Record extracts
▬▬▬

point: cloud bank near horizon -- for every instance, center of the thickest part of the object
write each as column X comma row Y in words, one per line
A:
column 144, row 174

▬▬▬

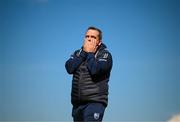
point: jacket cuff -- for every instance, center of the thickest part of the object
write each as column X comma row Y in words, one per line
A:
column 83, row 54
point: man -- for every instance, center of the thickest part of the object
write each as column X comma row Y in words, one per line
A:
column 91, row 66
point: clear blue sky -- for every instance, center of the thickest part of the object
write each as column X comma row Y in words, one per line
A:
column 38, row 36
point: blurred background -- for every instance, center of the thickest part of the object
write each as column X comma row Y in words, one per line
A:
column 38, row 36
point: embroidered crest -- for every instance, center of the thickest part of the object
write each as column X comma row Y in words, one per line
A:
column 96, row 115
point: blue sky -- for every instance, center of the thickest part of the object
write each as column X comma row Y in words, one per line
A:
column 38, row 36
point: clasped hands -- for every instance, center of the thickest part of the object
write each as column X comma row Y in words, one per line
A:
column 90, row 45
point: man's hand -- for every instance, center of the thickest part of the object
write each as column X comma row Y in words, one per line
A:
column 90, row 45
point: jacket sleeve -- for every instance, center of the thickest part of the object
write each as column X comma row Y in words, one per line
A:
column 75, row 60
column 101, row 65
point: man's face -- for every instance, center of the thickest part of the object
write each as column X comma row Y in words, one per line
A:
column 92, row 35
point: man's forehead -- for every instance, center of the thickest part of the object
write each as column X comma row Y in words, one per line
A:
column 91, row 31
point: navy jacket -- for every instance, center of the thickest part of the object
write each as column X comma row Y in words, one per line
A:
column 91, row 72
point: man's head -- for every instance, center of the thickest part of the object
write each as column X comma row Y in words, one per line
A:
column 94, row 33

▬▬▬

Copy the lines between the one holding "point: cloud bank" and the one holding "column 144, row 174", inclusive, putting "skyline" in place of "horizon" and leaving everything else unchanged.

point: cloud bank near skyline -- for every instance, center of the thickest part of the object
write each as column X comma row Y in words, one per line
A:
column 144, row 174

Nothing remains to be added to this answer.